====== Extracted information ======

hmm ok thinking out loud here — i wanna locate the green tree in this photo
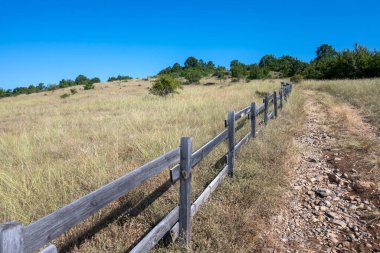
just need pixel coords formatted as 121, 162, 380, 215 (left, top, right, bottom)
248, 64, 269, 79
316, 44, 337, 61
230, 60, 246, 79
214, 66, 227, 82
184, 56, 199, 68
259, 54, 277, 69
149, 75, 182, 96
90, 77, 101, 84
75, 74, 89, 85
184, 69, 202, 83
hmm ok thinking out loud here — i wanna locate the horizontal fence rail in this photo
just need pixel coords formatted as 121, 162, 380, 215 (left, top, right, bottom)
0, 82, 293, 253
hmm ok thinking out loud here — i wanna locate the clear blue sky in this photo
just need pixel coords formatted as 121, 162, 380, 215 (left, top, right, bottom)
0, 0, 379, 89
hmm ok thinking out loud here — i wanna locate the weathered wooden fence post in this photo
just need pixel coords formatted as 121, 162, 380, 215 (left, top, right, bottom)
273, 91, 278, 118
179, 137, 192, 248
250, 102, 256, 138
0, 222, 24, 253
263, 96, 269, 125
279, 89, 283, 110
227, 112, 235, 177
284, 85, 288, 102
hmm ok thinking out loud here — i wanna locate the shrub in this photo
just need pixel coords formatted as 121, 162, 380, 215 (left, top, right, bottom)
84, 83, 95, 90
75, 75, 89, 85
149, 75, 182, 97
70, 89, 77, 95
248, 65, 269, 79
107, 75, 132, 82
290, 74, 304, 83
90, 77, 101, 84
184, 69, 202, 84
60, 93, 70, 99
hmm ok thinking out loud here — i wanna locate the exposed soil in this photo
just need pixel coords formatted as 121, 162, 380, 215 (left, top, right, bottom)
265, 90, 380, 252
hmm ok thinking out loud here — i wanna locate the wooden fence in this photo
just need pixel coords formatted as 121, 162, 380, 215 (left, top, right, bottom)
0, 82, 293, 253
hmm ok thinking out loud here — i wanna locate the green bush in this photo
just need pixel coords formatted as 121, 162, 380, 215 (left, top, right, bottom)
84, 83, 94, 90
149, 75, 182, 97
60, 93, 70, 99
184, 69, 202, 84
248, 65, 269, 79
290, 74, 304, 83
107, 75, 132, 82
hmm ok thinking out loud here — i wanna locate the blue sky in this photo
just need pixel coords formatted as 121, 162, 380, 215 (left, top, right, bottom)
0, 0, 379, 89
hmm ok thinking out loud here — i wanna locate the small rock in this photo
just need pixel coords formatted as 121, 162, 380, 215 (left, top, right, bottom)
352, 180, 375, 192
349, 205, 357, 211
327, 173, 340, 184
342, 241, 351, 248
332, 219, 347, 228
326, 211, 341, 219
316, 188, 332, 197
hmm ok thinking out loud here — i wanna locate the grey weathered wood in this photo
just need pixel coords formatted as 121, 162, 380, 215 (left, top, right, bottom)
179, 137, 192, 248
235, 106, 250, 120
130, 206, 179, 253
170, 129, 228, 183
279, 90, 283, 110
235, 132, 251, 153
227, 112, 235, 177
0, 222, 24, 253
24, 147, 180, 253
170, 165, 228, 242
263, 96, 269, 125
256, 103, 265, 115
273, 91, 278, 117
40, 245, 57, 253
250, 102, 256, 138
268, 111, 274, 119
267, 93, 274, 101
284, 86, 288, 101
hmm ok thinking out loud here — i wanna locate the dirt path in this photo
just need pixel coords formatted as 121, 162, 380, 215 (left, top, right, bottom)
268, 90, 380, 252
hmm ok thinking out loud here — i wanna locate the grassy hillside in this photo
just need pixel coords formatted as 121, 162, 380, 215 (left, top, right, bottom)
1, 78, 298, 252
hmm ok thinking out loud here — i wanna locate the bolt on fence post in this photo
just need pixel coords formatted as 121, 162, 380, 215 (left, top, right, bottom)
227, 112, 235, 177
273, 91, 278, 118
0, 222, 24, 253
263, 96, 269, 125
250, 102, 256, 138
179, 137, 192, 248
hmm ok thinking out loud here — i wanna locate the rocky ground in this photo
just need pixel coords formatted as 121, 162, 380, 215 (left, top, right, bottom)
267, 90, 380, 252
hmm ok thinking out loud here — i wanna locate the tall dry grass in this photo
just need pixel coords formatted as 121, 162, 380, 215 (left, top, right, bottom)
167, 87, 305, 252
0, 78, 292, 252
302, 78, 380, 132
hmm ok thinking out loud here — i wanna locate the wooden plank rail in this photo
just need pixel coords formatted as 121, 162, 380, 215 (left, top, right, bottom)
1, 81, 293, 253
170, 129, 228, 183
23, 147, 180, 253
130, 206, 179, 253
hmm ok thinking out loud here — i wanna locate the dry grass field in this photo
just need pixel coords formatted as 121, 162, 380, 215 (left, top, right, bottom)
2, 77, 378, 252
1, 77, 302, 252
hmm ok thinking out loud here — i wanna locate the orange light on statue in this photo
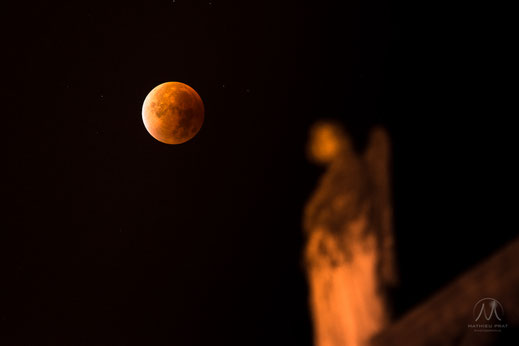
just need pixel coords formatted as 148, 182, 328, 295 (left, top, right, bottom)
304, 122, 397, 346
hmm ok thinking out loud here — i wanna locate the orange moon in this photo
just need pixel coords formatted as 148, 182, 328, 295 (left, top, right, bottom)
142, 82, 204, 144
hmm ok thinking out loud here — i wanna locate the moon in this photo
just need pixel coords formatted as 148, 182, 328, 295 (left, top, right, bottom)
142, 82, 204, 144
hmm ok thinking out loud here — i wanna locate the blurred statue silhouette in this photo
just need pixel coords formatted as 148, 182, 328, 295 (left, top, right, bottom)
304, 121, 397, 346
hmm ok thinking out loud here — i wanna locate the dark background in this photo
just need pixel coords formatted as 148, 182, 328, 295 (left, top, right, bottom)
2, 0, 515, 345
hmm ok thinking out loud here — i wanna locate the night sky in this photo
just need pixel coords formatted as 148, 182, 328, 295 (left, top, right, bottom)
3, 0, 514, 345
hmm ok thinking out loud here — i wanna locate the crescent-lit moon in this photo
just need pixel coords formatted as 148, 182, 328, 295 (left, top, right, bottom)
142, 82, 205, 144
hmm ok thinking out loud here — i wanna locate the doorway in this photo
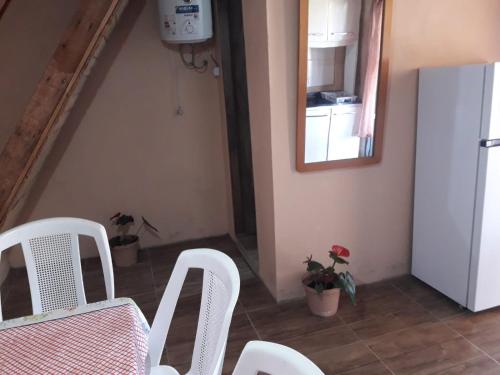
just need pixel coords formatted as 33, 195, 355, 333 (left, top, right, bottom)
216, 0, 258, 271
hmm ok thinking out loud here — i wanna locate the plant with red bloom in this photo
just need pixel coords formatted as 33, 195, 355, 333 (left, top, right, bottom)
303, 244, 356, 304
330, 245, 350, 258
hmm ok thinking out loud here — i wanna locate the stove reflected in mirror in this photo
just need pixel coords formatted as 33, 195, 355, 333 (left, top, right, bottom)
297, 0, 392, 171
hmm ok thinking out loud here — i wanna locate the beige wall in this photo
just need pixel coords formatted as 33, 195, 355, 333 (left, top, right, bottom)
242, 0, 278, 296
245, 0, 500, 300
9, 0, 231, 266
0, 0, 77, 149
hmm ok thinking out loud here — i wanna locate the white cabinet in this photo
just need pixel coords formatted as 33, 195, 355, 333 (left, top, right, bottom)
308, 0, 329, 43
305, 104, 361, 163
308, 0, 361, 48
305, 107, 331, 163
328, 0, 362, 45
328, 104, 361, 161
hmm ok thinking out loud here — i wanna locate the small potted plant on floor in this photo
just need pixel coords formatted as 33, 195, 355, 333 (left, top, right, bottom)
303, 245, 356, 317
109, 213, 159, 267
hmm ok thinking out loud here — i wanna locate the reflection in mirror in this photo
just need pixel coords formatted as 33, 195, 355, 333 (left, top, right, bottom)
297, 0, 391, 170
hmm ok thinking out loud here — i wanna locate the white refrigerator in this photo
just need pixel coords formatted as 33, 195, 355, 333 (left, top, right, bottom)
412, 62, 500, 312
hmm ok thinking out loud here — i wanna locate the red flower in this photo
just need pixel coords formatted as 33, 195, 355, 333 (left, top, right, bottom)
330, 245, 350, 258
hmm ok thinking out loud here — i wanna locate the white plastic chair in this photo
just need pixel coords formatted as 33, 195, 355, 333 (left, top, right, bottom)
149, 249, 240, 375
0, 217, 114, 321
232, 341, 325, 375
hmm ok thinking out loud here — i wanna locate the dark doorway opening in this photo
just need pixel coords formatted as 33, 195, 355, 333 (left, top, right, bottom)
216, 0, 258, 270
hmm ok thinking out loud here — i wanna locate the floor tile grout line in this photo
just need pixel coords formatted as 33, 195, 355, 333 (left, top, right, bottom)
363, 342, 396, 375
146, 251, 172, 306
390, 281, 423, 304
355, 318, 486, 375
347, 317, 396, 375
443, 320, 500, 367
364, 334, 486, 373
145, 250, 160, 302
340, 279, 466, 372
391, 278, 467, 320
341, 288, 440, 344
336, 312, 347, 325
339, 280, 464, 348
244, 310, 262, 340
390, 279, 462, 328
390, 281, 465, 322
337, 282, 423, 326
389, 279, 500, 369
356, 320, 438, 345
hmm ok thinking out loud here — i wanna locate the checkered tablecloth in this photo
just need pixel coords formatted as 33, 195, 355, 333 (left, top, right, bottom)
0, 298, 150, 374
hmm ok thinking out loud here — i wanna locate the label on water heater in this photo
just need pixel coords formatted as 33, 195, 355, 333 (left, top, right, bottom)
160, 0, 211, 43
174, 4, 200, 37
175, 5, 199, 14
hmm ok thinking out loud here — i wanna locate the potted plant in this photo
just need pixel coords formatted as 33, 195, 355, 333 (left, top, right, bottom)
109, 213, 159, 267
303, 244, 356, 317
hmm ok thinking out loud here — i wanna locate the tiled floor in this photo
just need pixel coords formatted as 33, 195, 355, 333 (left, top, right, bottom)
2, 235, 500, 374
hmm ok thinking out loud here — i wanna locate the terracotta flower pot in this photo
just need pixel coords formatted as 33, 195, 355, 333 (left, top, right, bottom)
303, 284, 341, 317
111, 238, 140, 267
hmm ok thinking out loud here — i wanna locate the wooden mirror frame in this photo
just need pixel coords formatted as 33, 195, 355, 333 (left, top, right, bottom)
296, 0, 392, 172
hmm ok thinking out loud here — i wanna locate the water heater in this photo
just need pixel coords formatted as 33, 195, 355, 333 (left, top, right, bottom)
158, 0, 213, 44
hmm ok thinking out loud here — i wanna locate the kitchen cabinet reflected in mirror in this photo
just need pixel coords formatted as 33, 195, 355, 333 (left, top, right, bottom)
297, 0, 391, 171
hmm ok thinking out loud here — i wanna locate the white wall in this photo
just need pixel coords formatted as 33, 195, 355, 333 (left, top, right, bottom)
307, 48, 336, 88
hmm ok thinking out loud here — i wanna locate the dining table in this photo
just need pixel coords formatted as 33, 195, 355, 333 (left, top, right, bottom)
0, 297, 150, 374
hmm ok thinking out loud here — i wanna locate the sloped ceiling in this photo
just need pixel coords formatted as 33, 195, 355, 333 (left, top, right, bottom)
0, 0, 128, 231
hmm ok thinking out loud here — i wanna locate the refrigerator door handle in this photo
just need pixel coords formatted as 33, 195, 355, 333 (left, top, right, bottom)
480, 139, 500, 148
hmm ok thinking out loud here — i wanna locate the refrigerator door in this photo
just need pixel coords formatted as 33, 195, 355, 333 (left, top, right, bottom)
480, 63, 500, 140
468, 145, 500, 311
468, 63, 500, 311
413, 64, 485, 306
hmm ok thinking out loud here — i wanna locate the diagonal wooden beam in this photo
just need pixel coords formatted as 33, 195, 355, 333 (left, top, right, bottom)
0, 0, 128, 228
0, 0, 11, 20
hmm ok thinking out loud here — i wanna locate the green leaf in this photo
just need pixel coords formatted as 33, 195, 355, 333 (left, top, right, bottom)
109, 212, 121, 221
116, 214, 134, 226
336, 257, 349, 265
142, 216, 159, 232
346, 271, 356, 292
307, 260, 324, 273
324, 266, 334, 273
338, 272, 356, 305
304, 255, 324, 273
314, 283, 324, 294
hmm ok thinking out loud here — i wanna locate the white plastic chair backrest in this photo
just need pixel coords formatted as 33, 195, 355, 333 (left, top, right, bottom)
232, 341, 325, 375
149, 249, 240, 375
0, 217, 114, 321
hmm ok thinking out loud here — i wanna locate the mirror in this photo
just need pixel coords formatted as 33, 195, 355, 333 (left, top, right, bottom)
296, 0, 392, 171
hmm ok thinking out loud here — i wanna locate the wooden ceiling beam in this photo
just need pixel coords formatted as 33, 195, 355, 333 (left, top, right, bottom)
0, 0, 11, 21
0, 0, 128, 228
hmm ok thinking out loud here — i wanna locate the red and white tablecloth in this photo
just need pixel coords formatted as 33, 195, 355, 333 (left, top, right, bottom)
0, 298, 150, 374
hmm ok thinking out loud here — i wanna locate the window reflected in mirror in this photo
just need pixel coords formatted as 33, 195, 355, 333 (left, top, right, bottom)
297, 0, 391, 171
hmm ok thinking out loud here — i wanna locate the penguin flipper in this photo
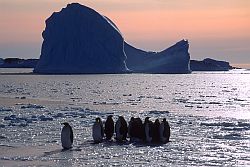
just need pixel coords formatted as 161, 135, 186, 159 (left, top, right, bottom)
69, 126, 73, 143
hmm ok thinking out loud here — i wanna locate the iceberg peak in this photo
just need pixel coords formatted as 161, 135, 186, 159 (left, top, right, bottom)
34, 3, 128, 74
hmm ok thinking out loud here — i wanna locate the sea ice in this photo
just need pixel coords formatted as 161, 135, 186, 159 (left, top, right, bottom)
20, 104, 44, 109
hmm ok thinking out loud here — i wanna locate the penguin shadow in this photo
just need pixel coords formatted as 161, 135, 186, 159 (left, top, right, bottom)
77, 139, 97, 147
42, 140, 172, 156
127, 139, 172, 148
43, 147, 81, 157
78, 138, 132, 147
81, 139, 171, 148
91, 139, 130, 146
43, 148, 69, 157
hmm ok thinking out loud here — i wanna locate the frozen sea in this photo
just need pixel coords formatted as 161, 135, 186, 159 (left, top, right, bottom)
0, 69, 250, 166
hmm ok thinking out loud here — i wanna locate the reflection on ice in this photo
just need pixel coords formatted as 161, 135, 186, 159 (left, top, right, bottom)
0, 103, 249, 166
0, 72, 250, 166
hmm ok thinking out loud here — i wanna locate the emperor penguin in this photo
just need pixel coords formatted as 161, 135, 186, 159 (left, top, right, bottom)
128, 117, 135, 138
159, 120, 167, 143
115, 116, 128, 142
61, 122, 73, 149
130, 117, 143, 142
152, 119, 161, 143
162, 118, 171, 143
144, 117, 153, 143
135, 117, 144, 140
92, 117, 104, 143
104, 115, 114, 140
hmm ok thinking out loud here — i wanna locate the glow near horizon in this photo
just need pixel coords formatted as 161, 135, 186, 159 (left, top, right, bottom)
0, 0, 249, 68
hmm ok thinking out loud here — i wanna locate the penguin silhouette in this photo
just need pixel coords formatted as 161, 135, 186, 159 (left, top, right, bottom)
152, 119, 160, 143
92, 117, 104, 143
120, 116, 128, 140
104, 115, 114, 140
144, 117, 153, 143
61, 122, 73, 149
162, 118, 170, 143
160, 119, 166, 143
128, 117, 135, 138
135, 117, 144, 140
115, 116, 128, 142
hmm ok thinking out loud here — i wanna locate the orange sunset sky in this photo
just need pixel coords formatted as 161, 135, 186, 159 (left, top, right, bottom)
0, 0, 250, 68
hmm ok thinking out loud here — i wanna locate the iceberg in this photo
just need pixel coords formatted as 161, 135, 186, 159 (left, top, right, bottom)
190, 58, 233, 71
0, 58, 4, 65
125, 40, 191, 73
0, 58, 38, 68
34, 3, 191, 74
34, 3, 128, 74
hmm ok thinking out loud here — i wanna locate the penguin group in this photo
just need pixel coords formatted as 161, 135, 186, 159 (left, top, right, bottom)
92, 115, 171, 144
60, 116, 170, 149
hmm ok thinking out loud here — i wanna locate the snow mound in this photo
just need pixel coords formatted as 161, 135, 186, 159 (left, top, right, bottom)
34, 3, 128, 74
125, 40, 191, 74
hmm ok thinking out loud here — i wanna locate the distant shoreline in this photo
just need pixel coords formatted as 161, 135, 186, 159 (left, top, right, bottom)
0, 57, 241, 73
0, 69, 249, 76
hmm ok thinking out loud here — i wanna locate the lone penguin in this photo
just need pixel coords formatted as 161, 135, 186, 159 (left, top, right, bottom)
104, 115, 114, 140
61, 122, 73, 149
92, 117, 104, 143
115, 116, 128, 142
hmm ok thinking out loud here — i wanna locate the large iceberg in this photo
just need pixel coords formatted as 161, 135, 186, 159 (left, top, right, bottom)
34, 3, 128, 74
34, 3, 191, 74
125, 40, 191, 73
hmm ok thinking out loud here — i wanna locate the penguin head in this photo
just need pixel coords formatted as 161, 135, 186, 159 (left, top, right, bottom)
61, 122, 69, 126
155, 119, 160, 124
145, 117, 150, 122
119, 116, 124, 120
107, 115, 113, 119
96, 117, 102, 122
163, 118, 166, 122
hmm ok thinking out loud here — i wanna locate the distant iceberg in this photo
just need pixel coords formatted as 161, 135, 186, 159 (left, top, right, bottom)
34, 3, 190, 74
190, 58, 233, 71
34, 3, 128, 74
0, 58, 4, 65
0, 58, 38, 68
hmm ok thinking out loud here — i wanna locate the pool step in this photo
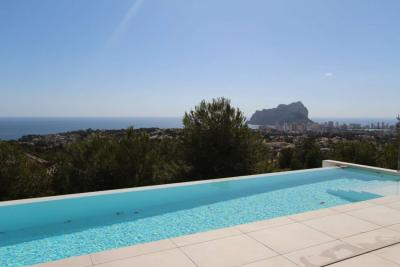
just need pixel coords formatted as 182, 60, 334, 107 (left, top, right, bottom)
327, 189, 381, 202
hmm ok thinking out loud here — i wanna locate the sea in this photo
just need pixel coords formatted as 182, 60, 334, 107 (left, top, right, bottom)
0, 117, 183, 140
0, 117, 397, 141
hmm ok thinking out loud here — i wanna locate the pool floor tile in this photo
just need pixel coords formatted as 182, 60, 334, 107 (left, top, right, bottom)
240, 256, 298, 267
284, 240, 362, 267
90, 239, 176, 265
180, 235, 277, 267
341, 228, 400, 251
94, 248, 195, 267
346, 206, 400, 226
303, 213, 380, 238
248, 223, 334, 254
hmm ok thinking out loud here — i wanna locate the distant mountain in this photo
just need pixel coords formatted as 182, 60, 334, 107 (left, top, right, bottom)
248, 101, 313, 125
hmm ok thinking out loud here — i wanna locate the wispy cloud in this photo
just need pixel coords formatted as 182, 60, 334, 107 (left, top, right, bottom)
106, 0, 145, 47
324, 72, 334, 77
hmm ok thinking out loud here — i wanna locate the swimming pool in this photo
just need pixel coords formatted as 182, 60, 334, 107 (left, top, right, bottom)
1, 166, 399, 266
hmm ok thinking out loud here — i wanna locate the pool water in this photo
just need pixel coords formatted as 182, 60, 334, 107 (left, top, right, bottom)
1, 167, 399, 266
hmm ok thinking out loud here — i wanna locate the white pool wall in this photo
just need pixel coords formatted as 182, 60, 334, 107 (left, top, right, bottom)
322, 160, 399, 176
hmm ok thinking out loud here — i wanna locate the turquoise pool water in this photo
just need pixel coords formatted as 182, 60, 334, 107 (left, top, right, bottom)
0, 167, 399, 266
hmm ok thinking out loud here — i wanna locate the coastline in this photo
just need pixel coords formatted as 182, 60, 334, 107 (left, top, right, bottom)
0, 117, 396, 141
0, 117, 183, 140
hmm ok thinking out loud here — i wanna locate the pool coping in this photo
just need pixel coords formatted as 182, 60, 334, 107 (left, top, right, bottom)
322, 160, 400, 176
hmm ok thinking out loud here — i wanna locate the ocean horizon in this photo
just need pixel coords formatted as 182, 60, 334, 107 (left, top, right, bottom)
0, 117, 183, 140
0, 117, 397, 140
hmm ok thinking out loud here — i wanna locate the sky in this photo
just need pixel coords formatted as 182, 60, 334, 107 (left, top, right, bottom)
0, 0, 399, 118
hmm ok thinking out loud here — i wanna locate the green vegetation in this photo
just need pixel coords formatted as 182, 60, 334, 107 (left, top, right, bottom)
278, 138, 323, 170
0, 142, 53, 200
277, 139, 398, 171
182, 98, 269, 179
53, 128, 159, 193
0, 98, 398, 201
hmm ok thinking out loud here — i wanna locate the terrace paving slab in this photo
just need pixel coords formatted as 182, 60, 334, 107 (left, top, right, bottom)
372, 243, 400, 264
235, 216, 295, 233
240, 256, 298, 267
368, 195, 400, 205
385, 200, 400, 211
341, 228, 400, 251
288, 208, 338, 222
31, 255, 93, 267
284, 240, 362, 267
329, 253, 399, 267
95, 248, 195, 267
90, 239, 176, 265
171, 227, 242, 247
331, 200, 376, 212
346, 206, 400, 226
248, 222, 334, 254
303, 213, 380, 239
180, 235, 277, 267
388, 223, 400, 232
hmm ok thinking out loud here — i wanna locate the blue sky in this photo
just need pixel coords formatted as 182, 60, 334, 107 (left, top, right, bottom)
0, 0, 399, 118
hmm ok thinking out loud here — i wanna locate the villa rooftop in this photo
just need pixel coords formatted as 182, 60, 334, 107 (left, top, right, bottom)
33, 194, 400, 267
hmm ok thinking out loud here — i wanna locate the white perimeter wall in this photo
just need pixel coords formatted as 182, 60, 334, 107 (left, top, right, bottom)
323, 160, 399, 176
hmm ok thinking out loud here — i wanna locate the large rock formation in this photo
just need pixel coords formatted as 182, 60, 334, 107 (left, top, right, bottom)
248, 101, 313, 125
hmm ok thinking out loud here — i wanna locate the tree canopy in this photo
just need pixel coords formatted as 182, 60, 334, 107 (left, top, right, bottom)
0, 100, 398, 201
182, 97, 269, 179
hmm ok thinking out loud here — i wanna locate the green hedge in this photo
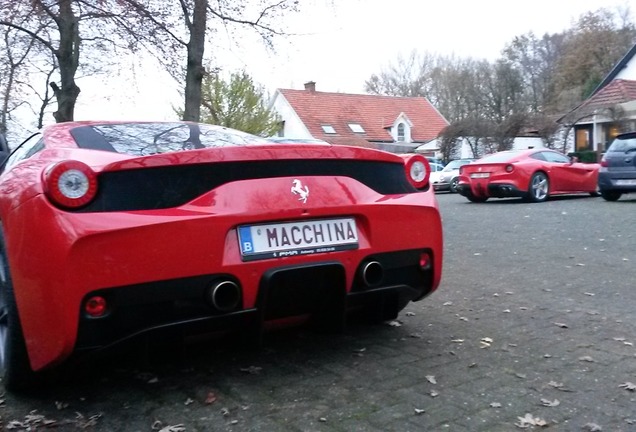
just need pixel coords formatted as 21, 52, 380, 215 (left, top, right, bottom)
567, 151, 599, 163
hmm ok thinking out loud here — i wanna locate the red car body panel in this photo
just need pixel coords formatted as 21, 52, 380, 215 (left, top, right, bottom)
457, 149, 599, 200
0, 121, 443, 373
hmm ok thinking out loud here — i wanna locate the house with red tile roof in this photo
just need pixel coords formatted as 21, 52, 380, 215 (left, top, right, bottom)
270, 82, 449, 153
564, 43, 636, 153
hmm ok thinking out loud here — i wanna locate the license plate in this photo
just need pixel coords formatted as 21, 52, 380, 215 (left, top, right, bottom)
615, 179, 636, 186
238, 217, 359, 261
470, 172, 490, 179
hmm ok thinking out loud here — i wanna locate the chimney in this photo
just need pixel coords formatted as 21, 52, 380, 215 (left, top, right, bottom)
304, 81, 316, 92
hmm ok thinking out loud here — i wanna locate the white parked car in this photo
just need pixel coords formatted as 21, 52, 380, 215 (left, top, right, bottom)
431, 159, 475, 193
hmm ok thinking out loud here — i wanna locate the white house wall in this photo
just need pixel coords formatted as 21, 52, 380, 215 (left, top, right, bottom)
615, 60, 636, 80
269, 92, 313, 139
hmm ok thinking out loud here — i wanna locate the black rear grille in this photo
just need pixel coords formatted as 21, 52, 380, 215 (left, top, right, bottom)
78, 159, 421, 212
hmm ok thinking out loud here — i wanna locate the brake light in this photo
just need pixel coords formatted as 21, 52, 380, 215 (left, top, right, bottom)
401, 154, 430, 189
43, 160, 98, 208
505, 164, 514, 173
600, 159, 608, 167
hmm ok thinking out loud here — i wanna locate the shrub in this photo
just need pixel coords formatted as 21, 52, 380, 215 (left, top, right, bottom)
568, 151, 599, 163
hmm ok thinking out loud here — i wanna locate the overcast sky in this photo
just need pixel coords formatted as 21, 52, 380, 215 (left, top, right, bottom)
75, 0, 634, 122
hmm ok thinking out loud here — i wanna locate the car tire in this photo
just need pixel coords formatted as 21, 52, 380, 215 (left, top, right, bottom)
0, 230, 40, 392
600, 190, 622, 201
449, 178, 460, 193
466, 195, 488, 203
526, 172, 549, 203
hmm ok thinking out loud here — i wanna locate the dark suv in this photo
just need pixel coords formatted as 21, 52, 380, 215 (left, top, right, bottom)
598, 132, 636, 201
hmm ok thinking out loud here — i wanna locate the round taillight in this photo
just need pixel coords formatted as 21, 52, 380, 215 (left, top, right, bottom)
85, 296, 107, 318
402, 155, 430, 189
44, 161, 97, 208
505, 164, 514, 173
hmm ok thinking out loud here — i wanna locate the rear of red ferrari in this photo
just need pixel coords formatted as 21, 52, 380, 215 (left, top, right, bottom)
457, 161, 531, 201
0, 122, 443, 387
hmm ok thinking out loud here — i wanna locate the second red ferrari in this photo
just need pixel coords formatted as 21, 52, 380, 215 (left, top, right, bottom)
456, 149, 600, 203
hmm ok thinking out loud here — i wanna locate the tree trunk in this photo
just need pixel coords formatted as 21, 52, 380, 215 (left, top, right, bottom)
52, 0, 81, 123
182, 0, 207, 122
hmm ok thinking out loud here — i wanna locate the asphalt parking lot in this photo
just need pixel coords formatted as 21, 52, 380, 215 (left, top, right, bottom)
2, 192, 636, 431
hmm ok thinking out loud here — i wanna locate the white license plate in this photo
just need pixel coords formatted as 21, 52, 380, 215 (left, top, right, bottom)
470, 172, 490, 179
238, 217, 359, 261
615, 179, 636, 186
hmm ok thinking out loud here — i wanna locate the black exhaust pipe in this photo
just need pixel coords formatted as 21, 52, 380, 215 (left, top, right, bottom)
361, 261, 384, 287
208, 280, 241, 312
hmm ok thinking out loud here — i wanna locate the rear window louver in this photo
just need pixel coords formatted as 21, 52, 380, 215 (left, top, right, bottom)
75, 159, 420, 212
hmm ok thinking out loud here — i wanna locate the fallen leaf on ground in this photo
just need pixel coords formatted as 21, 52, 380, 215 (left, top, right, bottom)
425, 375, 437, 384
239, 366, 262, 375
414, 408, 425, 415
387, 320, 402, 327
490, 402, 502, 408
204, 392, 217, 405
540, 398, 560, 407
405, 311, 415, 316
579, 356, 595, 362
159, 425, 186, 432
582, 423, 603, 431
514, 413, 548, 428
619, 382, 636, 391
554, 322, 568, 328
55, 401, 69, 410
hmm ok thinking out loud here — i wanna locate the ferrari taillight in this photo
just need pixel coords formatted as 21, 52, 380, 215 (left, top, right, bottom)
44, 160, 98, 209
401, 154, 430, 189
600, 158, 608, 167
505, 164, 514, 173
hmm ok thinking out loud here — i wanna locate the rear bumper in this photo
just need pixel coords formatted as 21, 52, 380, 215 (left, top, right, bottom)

======

What the task asks = All that belongs in the answer is the run of lines above from the line containing "ceiling beam in this photo" through the line containing "flipper in this photo", exactly as written.

Exercise result =
hmm ok thinking out loud here — i wanna locate the wooden ceiling beam in this photo
just need pixel coords formatted as 33, 195, 355, 333 (left, top, right, bottom)
0, 0, 11, 21
0, 0, 128, 228
hmm ok thinking out loud here — i wanna locate the red and white tablecloth in this photo
just need pixel coords formatted as 33, 195, 355, 333 (left, top, right, bottom)
0, 298, 150, 374
hmm ok thinking out loud here — i wanna locate the window reflected in mirror in this photo
just need pixel coords formatted as 33, 195, 355, 333 (left, top, right, bottom)
297, 0, 391, 171
hmm ok thinking out loud here — i wanna locate the penguin flipper in this photo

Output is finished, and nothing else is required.